Excerpts from a detection dataset
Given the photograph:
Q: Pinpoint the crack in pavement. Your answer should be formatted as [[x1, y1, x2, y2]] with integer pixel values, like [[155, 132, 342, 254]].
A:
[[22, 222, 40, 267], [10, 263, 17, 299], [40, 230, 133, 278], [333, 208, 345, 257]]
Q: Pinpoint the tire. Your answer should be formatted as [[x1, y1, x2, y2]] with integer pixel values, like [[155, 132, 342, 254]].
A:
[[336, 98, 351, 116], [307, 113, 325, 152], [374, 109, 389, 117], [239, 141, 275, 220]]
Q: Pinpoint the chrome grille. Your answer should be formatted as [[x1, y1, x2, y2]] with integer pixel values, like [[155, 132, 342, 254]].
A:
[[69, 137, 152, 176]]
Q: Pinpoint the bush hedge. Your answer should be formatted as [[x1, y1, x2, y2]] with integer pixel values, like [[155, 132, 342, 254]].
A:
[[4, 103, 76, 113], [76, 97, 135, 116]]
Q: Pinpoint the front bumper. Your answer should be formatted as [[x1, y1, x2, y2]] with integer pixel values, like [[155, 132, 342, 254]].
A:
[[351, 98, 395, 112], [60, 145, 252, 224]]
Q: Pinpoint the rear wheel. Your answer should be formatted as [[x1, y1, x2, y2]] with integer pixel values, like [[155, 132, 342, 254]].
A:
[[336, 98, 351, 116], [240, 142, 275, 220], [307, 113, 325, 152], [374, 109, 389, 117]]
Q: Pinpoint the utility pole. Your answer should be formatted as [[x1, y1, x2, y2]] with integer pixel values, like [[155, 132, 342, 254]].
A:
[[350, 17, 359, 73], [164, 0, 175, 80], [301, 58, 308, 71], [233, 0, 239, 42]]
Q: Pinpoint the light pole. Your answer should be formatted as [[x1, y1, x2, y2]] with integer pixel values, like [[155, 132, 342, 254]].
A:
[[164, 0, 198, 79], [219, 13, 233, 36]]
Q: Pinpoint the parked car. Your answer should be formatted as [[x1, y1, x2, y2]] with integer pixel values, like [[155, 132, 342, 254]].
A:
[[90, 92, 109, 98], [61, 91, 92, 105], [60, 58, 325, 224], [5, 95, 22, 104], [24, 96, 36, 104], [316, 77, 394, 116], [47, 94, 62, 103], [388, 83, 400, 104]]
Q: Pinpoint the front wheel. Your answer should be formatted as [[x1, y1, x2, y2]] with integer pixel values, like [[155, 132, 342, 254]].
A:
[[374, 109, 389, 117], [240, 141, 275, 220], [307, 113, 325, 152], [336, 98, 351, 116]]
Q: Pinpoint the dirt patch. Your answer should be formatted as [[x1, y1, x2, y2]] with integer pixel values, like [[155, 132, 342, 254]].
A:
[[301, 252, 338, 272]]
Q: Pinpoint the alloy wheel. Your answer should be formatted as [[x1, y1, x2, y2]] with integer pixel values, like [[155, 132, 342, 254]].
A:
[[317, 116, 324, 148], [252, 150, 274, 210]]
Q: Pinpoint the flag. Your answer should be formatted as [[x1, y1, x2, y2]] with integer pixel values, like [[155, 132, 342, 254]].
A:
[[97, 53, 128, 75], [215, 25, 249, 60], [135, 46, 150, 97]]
* * *
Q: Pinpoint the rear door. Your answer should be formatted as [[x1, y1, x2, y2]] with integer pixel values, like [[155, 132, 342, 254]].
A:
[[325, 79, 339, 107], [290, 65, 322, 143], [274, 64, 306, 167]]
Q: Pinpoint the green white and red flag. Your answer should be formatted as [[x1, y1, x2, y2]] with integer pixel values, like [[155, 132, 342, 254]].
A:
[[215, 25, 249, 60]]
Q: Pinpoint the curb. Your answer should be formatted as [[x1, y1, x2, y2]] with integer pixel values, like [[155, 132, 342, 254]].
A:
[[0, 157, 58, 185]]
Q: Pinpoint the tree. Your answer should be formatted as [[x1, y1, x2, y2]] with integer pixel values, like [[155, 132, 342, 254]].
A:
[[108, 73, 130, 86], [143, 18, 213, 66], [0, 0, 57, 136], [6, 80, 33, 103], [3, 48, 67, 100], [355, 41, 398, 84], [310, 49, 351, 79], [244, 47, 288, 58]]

Objective: Present the records starting with the line that contains "Q: Pinpoint the tire." and continuing through the line that contains "[[351, 98, 395, 112], [60, 145, 252, 224]]" as a Markdown table with the columns Row and Line, omitting blank lines.

Answer to the problem:
| Row | Line |
|---|---|
| 1 | Q: Pinpoint the tire. Your answer should be formatted as [[x1, y1, x2, y2]] with integer pixel values, like [[155, 132, 342, 254]]. |
| 2 | A: |
| 3 | [[336, 98, 351, 116], [307, 113, 325, 152], [374, 109, 389, 117], [239, 141, 275, 220]] |
| 4 | Q: Pinpoint the chrome grille. Your answer should be formatted as [[x1, y1, x2, y2]] with integer pixel values, like [[155, 132, 342, 254]]. |
| 5 | A: |
| 6 | [[69, 137, 152, 176]] |
| 7 | Q: Pinpoint the bush hedge. Your answer should be formatted as [[x1, y1, x2, y2]] with integer pixel values, like [[155, 132, 342, 254]]. |
| 8 | A: |
| 9 | [[4, 103, 76, 113], [76, 97, 135, 116]] |
| 10 | Q: Pinpoint the front bumper. Your answer should be formatted as [[x1, y1, x2, y2]] with integer pixel values, like [[155, 132, 342, 254]]. |
| 11 | A: |
| 12 | [[351, 98, 395, 112], [60, 145, 252, 224]] |